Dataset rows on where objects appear

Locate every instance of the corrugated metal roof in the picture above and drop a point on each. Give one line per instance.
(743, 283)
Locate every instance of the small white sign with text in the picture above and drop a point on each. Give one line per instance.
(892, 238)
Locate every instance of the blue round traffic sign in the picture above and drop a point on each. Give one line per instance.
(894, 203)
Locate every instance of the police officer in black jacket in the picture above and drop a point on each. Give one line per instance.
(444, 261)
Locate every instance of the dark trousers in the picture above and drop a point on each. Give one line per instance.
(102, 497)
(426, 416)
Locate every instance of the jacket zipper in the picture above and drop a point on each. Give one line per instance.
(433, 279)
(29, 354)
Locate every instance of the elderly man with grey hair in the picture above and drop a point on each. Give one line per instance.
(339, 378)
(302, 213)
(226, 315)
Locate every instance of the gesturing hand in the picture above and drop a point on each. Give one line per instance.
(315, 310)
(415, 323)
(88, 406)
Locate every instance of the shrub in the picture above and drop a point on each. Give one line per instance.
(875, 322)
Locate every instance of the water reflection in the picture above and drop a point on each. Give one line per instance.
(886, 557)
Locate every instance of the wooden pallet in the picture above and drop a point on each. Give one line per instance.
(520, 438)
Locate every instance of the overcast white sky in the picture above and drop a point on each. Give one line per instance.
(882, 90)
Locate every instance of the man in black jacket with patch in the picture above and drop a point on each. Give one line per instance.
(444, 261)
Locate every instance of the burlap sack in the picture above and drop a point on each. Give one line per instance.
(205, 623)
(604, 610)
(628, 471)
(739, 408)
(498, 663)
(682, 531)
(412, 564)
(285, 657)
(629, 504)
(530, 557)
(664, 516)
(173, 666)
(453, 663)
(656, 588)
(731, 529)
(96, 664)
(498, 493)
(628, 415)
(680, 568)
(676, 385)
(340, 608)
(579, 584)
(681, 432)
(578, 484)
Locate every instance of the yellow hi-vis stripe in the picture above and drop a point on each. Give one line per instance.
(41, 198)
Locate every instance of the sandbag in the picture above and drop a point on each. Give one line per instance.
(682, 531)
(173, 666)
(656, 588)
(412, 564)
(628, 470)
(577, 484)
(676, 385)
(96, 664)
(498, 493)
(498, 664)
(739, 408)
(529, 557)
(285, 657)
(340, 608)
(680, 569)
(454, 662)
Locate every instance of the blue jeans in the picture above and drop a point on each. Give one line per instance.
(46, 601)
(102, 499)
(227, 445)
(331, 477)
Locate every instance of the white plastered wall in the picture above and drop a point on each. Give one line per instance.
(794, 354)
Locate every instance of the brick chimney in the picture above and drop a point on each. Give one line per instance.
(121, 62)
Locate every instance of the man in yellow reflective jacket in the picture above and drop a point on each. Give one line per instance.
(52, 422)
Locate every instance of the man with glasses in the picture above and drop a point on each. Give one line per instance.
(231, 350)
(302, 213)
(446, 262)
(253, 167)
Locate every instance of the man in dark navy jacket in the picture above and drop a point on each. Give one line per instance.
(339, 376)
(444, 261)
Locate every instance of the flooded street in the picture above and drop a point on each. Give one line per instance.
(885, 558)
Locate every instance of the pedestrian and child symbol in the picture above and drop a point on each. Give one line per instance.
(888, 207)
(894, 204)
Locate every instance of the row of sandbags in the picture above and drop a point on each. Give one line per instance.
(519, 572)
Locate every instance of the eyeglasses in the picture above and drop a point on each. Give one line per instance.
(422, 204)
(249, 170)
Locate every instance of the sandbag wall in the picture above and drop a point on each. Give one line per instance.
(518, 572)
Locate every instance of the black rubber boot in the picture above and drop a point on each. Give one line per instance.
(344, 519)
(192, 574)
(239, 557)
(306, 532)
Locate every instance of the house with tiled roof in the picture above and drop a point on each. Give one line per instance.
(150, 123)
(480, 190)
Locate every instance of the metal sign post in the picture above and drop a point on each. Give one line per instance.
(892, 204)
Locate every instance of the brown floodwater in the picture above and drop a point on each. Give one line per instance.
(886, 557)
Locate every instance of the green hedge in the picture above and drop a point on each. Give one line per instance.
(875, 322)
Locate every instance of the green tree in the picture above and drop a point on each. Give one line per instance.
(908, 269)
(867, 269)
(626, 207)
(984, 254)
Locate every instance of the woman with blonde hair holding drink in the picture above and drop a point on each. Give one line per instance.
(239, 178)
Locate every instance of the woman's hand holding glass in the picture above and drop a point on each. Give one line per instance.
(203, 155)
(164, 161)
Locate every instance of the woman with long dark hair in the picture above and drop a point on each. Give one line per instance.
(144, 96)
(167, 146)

■ Problem ■
Reproduce the data in full, exactly as presented.

■ Finished answer ■
Locate every instance of the corrugated metal roof in the picture above and drop a point on each. Give one line per instance.
(743, 283)
Locate every instance of the small white sign with text in the picture above and drop a point on each. Give one line per instance.
(892, 238)
Locate every instance of the blue round traffic sign in the picture above and drop a point on each. Give one line per instance.
(894, 203)
Locate every instance of the police officer in black jacket in the picture above and drop a point on each. Give one line per instance.
(444, 261)
Locate every instance of the dark trousers in the picture above and drop a point on each. Give one line per instance.
(102, 497)
(426, 416)
Locate every instance of the jacket zipper in the picture above and drop a point on each. Give one line per instance.
(433, 279)
(29, 354)
Locate every instance of the elderly man with grey hair in the picture above and drop a point on each. Give one line per instance.
(339, 378)
(302, 213)
(226, 315)
Locate every instance of the gesturing hand in the picture above and drop a point on each. Give one line per instance.
(315, 310)
(415, 323)
(88, 406)
Locate every instance of the shrub in the picture above and drop a point on each. Give one line per instance.
(875, 322)
Locate every instance of the water reflection in the picture above and drop a point on each. Give one line per instance.
(886, 557)
Locate every instance of the wooden pallet in the picture above and drop a point on each. Give one line per instance.
(520, 438)
Locate every instance of the overcast white sky in the picture above and drop a point on each. Give one line per instance.
(882, 90)
Locate every instance of the man in black jacket with patch in the picture above and drop a point on each. Give one line per instance.
(444, 261)
Locate every instance of the burlap sack in the picture above and drop a point on each. Give one line per instance.
(205, 623)
(604, 610)
(628, 471)
(739, 408)
(498, 663)
(682, 531)
(412, 564)
(285, 657)
(629, 504)
(530, 557)
(664, 516)
(173, 666)
(453, 663)
(656, 588)
(731, 529)
(96, 664)
(498, 493)
(628, 415)
(680, 568)
(676, 385)
(340, 608)
(579, 584)
(681, 432)
(578, 484)
Locate every instance of the yellow hi-vis stripe in the picture above and drop a point on each. Give one line per instance.
(41, 198)
Locate every instance of the sandbag in the picture above and drop a point on each. Give one line per instance.
(682, 531)
(173, 666)
(656, 588)
(412, 564)
(628, 470)
(577, 484)
(676, 385)
(96, 664)
(498, 493)
(498, 664)
(739, 408)
(529, 557)
(285, 657)
(340, 608)
(680, 569)
(454, 662)
Locate every instance of the blue jeans in the picture above and drop a point on each. Give one line per instance.
(46, 601)
(102, 499)
(227, 445)
(331, 477)
Locate every instance of the white plastered wall in the picture above and drop a point on each. Give one line per instance.
(794, 354)
Locate every instance of the brick chimney in the picture above and drop a point on each. Give one line per instance.
(121, 62)
Locate every instance of the man in yellow reflective jacket in the picture above and drop a point on each. Give one line per instance.
(52, 422)
Locate every instance of the man with glasses in the picture above and drop a point on each. Give one line per instance.
(231, 350)
(302, 213)
(446, 262)
(253, 167)
Locate every instance of the man in dark navy jacket in the picture above and drop a point on each. Give one line per instance.
(339, 376)
(444, 261)
Locate every instance of the flooded street in the picture above and drop a point on each. Give one line per instance.
(885, 558)
Locate every instance of the pedestrian and child symbol in the picture above and drop a point on each. Give one line per instance.
(888, 207)
(894, 204)
Locate every instance of the row of sandbags in the picture above and drop a point on each. Give one line per instance.
(519, 572)
Locate every instance of the eyeglasses in the picture above and drop a point on each. Give one line per instance.
(422, 204)
(249, 170)
Locate every instance of the sandbag wall in the picture above and drop a point on each. Give one line per instance.
(518, 572)
Locate every instance of the black rubber boot in the picture above and drop a point on each. Give one line per instance.
(344, 519)
(192, 574)
(239, 557)
(306, 532)
Locate every instance of the house with tiled roof in the picture above and drop a point on each. Give one line per instance.
(150, 123)
(480, 190)
Locate every instance of the metal sign post in the picture above and drop a point on each. Give one line per instance.
(892, 204)
Locate every instance of the brown floodwater in the picture above and drop a point on each. Give one line per instance.
(886, 557)
Locate every instance of the green hedge in the picture above and drop a point on each. Give one line per instance.
(875, 322)
Locate every instance of the green tree in the picture above and drop a point on each. Give one line per instance.
(908, 269)
(867, 269)
(626, 207)
(984, 254)
Locate every instance of the woman with blonde hair holding drink in the picture above and drop a point on each. Give one line per instance.
(239, 178)
Locate every instance of the woman's hand holding glass in the picture above and drop a point on each. Give one line per instance.
(203, 155)
(164, 161)
Locate every instance of the woman with long dark hair in the picture above and drop a point on each. Give one line per instance.
(144, 96)
(167, 146)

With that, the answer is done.